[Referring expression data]
====
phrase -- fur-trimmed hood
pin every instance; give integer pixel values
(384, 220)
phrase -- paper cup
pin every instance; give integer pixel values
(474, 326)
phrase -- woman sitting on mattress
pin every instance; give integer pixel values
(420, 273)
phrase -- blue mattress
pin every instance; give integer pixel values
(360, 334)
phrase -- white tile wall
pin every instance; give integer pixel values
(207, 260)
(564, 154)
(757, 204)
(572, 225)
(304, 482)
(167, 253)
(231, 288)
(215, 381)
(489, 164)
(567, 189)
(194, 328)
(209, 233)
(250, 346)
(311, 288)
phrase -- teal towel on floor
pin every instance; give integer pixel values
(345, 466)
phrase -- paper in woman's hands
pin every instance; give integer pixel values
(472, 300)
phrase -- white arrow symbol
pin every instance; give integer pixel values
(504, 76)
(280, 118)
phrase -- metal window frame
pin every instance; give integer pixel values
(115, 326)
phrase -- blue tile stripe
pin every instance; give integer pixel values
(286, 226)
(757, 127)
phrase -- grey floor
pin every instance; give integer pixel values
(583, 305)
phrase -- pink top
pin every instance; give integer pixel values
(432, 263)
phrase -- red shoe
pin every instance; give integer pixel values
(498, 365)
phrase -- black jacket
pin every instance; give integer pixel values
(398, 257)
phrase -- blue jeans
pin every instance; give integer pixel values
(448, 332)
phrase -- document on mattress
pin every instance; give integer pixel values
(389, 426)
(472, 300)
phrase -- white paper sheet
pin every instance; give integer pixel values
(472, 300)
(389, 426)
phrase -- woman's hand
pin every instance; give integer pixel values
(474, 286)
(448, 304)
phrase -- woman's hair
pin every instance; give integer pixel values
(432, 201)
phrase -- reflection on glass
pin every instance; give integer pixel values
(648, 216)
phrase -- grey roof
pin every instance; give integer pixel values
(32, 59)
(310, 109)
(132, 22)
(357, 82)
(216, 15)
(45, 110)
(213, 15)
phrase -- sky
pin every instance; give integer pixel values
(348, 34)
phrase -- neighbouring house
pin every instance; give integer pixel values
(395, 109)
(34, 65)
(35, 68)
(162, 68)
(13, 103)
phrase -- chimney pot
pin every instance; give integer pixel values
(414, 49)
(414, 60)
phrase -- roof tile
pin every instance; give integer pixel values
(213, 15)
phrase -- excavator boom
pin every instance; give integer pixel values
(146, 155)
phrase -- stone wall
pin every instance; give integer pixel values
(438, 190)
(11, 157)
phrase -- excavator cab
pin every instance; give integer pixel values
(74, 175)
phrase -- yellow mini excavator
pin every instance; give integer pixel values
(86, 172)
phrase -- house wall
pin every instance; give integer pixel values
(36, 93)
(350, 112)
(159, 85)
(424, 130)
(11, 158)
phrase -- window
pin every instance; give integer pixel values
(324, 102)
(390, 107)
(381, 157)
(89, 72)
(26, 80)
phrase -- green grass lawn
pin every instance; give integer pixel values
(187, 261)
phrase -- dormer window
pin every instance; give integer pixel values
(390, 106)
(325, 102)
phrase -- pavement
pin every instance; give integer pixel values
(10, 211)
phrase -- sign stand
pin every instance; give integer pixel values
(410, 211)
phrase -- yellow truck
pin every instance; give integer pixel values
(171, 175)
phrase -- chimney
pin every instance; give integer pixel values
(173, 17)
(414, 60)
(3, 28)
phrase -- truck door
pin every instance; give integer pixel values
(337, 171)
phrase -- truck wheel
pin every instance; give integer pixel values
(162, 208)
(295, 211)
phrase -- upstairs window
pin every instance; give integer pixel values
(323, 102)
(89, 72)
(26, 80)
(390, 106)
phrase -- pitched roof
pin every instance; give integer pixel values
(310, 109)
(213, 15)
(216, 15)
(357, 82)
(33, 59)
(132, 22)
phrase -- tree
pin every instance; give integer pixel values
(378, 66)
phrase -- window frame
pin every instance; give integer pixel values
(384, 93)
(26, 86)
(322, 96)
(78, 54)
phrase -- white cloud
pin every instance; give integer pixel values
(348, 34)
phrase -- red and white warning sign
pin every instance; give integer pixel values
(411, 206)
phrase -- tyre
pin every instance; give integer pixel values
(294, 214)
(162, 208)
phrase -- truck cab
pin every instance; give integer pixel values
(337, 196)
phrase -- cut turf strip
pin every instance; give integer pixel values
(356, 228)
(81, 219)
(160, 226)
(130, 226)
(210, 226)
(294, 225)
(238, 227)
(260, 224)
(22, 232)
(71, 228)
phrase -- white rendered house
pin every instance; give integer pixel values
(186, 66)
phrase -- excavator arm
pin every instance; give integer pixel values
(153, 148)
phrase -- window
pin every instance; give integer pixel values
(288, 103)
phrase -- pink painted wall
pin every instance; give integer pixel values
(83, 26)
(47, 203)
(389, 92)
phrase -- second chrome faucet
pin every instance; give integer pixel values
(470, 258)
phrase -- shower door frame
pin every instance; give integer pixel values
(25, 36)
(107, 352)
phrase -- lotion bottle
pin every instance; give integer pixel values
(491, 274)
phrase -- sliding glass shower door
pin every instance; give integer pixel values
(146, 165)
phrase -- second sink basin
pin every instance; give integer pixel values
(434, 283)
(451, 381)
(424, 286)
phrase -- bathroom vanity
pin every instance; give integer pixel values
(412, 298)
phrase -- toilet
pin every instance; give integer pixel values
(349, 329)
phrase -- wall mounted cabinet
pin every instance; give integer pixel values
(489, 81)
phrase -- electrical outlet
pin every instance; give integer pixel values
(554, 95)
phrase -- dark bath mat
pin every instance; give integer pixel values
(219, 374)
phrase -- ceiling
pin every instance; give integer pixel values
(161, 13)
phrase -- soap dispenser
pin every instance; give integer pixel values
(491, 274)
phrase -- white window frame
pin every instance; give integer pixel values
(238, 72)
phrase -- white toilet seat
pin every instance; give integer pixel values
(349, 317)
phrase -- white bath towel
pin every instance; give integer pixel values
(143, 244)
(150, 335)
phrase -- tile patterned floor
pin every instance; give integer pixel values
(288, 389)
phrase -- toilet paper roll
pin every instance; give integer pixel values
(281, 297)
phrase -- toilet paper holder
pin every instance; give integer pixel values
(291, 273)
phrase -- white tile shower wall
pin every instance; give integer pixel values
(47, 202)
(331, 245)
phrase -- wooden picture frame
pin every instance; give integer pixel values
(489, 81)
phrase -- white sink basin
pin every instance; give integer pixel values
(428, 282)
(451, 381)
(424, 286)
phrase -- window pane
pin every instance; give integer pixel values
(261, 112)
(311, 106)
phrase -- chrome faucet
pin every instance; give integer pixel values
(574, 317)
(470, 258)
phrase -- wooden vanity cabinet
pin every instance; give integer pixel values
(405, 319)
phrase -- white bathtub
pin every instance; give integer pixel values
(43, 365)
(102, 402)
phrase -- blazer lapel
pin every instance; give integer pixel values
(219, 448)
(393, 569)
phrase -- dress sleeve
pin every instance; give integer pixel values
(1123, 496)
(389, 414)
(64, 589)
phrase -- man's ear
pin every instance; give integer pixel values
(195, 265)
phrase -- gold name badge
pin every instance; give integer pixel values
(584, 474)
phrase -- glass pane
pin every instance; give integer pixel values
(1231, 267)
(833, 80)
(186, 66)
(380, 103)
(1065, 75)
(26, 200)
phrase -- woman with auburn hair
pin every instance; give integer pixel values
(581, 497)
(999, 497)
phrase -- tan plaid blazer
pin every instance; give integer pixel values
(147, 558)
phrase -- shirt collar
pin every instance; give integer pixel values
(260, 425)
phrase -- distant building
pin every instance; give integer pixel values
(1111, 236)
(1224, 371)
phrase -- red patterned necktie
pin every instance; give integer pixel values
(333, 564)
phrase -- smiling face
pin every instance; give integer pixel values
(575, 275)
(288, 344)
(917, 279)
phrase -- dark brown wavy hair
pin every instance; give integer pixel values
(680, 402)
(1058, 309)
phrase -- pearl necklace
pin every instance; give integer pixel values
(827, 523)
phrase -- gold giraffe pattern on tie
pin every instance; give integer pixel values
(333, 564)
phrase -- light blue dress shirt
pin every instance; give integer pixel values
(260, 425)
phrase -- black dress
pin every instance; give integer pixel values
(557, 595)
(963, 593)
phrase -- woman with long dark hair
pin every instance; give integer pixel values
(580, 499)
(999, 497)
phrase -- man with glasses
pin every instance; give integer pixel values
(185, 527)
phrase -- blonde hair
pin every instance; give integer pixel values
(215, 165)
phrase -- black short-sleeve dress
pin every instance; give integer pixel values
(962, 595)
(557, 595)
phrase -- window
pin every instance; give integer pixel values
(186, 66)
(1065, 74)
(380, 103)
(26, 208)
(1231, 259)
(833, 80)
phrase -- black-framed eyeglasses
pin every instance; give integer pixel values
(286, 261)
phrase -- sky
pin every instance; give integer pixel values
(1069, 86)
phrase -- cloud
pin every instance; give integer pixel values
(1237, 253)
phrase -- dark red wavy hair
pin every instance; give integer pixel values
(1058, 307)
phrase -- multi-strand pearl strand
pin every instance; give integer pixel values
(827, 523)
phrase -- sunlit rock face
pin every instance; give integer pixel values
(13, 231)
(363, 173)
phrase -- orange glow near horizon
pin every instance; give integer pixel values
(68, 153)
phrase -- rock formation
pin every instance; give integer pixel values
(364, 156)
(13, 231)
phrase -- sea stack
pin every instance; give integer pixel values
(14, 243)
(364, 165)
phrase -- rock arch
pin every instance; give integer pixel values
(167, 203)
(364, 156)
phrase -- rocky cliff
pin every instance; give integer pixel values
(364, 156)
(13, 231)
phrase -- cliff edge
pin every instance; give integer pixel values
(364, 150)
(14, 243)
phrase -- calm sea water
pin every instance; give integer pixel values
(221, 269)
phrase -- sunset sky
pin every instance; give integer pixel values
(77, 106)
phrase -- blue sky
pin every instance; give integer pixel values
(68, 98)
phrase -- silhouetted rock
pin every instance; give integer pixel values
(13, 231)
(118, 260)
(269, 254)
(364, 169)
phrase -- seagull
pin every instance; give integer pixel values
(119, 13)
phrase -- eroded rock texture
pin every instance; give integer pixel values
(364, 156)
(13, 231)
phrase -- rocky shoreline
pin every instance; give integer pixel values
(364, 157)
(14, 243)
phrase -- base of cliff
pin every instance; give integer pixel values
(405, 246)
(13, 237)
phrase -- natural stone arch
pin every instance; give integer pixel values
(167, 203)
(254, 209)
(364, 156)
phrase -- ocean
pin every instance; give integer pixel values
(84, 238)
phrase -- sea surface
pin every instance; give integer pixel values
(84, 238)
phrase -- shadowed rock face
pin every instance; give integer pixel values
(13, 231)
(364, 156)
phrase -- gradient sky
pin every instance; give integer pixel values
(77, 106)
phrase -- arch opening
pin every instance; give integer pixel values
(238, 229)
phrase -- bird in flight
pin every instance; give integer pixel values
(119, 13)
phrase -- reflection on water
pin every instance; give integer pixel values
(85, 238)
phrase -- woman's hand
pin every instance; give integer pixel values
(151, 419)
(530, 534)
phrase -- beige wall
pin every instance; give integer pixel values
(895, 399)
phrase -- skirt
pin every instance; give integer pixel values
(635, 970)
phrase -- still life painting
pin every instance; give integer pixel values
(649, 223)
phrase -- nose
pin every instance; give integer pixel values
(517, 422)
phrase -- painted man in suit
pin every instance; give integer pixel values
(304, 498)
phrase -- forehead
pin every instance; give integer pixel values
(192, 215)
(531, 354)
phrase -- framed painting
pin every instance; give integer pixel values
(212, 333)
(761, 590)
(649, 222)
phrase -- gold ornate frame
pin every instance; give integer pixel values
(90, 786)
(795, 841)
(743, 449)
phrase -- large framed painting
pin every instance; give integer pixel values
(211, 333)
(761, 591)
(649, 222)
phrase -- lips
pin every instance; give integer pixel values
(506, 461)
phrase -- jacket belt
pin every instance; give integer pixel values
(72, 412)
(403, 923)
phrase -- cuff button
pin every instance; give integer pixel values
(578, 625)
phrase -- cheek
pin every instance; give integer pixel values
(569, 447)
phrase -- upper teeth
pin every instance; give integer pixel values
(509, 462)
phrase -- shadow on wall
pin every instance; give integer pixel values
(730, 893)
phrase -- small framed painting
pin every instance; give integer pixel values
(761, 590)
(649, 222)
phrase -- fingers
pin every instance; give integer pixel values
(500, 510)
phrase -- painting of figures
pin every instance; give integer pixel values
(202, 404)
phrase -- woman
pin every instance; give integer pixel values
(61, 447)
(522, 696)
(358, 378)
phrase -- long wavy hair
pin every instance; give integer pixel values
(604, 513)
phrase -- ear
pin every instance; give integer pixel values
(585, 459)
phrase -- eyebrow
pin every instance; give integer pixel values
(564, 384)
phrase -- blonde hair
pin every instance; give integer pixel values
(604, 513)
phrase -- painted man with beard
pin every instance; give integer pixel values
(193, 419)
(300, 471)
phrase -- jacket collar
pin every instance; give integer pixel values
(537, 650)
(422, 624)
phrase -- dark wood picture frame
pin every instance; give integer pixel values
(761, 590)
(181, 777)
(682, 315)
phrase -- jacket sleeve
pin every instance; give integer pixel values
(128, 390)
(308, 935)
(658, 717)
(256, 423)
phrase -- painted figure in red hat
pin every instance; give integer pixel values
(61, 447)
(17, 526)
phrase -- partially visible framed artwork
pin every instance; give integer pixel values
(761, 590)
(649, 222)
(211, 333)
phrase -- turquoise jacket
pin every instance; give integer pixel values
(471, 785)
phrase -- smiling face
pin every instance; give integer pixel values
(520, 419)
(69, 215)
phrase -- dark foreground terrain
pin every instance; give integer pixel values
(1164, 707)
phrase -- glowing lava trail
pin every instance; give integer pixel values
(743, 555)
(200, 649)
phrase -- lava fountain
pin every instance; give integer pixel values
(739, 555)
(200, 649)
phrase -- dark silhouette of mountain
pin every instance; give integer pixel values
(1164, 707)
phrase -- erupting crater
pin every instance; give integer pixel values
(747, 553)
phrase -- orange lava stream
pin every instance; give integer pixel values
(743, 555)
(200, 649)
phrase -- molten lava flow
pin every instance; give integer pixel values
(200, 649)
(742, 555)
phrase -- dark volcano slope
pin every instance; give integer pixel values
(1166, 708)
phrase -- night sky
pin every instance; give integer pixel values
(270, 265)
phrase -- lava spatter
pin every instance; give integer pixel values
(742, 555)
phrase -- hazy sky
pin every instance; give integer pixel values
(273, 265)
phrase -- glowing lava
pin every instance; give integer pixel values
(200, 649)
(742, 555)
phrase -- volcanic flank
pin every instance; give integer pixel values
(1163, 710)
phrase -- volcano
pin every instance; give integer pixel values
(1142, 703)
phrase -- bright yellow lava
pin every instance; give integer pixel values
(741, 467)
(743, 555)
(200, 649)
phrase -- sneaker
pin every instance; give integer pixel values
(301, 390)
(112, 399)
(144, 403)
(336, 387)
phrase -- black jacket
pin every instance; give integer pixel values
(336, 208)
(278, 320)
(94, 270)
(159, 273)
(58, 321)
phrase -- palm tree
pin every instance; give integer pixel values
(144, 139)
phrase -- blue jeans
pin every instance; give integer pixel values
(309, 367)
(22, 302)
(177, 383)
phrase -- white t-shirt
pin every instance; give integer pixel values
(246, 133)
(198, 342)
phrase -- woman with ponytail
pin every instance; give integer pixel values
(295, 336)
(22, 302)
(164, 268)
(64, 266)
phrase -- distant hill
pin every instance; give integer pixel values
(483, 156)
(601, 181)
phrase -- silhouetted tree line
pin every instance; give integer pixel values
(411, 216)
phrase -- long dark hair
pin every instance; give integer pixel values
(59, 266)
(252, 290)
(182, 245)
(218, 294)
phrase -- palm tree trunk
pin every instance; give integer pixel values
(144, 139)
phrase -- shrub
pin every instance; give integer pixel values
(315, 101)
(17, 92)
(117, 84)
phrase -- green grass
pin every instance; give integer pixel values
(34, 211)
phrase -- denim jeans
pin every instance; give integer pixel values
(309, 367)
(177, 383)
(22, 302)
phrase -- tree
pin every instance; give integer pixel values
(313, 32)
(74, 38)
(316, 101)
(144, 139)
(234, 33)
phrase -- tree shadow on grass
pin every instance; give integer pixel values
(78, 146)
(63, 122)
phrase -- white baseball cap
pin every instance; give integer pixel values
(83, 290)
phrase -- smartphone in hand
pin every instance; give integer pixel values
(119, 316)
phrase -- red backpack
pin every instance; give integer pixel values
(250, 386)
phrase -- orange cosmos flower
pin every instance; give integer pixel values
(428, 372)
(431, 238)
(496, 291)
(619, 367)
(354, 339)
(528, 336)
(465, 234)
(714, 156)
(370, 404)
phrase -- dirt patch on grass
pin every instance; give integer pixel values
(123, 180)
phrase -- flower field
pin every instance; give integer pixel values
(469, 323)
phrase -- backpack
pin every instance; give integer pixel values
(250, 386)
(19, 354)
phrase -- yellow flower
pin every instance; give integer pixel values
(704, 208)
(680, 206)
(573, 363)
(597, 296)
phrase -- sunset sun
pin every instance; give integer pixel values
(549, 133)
====
Task item: Each line that holds the string "vanity" is to be copied from the entries above.

Your response:
phrase -- bathroom vanity
phrase -- wooden vanity cabinet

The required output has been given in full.